* START Passage shown *

Music For Quiet Moments…
I
A Quiet Moment is how we experience a moment: the moment which is here, now and available.
Quiet moments are when we put time aside to be quiet;
and also where we find them.
Sometimes quiet moments find us.
Some places have an indwelling spirit, where quiet is a feature of the space:
perhaps natural features in the landscape;
perhaps intentionally created, as in a garden;
perhaps where a spirit of place has come into being over time, as in an English country churchyard.
Quiet may be experienced with sound, and also through sound;
in a place we hold to be sacred, maybe on a crowded subway train hurtling towards Piccadilly or Times Square.
A Quiet Moment is more to do with how we experience time than how we experience sound.
A Quiet Moment prepares the space where Silence may enter.
Silence is timeless.
II
My own quiet moments, over fifty-one years of being a touring player, have been mostly in public places where, increasingly, a layer of noise has intentionally overlaid and saturated the sonic environment.

* END Passage shown *
* START Information shown *

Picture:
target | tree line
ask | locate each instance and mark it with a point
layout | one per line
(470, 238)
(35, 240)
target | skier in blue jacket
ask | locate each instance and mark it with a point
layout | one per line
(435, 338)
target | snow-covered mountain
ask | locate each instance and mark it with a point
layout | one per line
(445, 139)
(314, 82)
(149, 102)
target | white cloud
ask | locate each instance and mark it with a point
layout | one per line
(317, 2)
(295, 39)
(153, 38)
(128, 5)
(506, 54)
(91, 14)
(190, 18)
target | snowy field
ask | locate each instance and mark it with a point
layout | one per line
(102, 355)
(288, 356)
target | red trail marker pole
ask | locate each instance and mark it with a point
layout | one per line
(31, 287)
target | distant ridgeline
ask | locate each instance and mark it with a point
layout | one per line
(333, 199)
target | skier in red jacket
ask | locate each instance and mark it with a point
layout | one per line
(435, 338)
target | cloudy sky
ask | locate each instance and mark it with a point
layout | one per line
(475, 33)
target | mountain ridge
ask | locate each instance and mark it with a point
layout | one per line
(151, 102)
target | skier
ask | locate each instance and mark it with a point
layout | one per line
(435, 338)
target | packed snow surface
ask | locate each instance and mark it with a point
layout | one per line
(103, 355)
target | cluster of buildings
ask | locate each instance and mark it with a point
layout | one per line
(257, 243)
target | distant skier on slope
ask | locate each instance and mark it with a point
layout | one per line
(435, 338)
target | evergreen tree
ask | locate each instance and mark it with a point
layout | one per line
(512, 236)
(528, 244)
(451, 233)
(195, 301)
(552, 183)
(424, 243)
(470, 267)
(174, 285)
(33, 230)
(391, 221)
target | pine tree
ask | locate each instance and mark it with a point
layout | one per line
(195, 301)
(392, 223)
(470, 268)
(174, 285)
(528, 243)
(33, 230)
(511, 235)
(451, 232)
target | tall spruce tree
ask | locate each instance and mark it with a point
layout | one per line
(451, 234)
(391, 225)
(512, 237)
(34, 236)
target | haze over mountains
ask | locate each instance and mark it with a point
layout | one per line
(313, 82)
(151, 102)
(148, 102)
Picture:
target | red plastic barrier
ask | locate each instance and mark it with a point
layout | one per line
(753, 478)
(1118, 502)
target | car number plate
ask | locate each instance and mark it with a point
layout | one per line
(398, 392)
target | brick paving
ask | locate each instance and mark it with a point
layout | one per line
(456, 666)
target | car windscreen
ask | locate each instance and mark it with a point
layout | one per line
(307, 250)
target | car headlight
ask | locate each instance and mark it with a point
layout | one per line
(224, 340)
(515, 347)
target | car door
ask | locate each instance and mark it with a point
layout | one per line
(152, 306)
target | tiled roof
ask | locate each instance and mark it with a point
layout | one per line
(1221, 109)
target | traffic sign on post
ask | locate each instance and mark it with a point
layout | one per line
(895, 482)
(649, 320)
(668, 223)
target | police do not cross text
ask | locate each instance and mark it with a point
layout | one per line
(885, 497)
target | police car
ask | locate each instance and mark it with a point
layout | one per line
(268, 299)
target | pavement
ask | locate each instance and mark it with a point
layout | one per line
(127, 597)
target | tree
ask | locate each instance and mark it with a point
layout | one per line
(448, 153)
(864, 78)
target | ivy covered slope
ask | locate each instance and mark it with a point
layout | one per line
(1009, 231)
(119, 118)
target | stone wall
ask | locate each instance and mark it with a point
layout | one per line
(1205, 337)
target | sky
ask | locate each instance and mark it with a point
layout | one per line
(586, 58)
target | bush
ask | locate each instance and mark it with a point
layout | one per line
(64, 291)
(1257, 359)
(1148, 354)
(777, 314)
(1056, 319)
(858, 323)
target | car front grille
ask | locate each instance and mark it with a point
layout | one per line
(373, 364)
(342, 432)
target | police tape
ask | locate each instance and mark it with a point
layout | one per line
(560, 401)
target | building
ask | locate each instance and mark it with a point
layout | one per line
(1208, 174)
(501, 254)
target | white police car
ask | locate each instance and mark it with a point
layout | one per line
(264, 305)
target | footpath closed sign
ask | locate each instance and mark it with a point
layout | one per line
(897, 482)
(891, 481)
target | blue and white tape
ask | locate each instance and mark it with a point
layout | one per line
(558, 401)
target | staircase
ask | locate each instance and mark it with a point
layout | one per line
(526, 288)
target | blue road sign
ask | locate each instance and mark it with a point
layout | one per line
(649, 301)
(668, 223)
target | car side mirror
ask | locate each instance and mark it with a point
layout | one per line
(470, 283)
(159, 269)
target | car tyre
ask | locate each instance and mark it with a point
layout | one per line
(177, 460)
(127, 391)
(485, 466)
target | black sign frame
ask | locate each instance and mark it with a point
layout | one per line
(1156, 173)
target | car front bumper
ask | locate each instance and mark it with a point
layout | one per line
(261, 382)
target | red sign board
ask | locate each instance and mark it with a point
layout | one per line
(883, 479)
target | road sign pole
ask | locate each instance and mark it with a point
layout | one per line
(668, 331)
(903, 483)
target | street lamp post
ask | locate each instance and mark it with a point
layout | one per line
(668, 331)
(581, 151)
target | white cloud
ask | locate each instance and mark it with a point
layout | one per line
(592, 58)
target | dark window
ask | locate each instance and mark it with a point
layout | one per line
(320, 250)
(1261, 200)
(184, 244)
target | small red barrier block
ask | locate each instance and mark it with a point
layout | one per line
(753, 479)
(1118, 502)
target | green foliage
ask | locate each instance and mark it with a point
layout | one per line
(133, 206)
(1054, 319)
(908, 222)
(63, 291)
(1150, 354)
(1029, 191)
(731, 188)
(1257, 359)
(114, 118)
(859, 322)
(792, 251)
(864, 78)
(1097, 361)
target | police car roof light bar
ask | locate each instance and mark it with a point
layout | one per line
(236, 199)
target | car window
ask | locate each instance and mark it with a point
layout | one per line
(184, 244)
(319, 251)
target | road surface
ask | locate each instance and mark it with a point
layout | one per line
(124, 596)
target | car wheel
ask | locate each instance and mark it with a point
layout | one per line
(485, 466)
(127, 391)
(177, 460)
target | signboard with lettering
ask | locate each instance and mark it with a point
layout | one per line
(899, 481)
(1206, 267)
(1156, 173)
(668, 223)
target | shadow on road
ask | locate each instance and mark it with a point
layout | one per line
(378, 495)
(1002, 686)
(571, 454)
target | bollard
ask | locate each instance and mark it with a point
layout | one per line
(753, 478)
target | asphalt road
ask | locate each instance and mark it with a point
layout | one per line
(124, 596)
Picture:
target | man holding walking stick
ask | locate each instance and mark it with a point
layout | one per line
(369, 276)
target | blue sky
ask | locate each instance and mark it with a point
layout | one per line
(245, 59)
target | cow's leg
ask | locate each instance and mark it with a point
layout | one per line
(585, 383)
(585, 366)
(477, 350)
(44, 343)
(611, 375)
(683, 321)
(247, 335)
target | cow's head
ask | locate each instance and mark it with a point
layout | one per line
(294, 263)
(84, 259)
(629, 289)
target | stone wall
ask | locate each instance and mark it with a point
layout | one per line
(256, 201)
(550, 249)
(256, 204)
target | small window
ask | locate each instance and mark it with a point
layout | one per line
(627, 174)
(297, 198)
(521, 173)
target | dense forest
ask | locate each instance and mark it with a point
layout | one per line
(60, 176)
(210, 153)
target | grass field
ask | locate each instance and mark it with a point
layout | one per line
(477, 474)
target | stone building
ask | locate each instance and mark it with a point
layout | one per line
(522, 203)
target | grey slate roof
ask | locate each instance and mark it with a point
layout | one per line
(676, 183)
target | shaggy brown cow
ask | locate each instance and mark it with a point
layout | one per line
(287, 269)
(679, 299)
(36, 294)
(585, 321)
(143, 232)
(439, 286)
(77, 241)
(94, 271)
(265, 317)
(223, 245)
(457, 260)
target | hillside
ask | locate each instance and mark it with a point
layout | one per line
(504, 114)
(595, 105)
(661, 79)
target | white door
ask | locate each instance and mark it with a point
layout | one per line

* END Information shown *

## Work instructions
Can you quote the passage on quiet moments word for word, from "A Quiet Moment is more" to "Silence is timeless."?

## Output for this task
A Quiet Moment is more to do with how we experience time than how we experience sound.
A Quiet Moment prepares the space where Silence may enter.
Silence is timeless.